Les catéchumènes devaient être en état de grâce et avoir renoncé aux plaisirs charnels. Ils se prosternaient aux genoux de la Mère pour recevoir, les mains jointes et les yeux baissés, l’imposition sacramentelle des sept dons de Dieu, l’un au front, deux aux yeux, deux aux joues, le sixième sur la bouche et le septième sur l’oreille gauche.

Il faut tout dire. Les fidèles qui faisaient leurs dévotions dans le grenier de la rue Contrescarpe y trouvaient la Mère de Dieu, assistée d’une acolyte qu’on appelait l’Éclaireuse et qui était jeune et jolie. On a conservé son nom : c’était la veuve Godefroy. Un témoin nous la montre vêtue de blanc, le visage et le cou brillant sous un voile diaphane et psalmodiant l’épître de la messe sur le ton d’une visitandine de Gresset. On disait avec malignité que la belle Éclaireuse était destinée à remplacer, par un miracle concerté, la Mère de Dieu au moment où la vieille prophétesse rajeunirait pleine de grâce.

LIGNES =>
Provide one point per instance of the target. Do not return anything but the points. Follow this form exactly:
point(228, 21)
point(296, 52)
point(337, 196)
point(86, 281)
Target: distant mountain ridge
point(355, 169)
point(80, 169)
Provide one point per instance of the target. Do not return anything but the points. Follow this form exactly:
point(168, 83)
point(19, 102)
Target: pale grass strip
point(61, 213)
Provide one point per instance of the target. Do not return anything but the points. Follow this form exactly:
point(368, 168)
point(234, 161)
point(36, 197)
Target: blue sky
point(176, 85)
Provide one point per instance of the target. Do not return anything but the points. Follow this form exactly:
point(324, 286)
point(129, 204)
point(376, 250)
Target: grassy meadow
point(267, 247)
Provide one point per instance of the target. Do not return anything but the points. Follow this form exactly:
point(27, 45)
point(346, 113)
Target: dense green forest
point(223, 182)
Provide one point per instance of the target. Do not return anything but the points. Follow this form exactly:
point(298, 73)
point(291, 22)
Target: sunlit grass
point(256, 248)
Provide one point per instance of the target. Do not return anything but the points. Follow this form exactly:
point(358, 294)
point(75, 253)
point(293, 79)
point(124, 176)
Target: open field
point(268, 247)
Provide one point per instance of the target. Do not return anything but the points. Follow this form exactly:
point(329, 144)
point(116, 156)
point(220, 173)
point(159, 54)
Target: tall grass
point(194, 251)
...
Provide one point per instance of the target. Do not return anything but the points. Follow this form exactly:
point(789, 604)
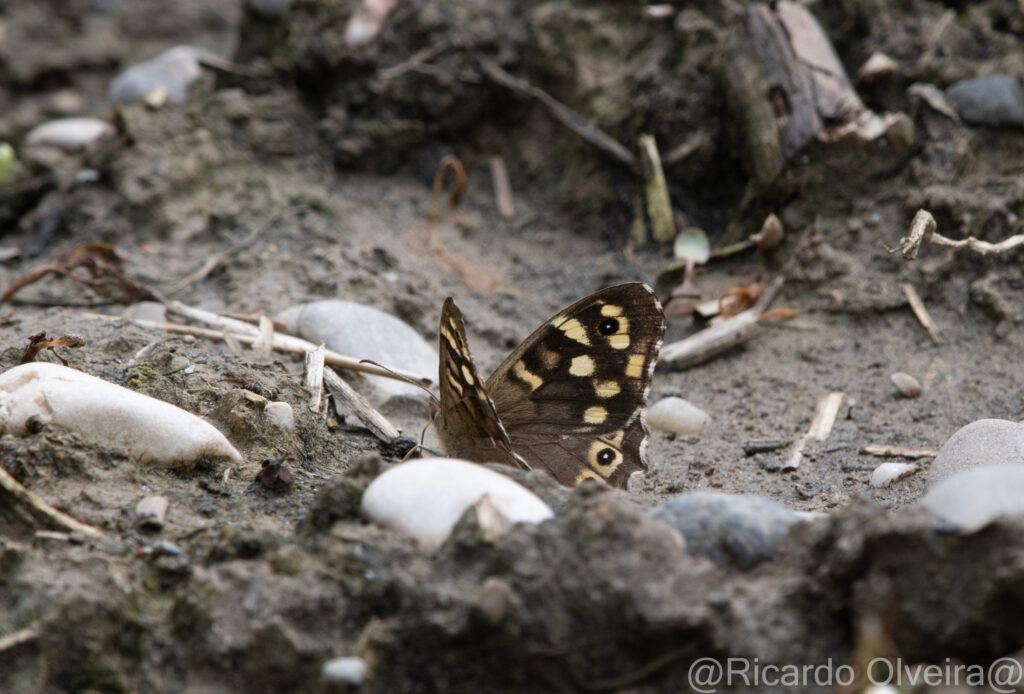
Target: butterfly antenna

CONSIGNE => Réécrivez le passage du document de « Les catéchumènes devaient » à « sur l’oreille gauche. », en remplaçant « genoux » par « pieds ».

RÉPONSE ATTENDUE =>
Les catéchumènes devaient être en état de grâce et avoir renoncé aux plaisirs charnels. Ils se prosternaient aux pieds de la Mère pour recevoir, les mains jointes et les yeux baissés, l’imposition sacramentelle des sept dons de Dieu, l’un au front, deux aux yeux, deux aux joues, le sixième sur la bouche et le septième sur l’oreille gauche.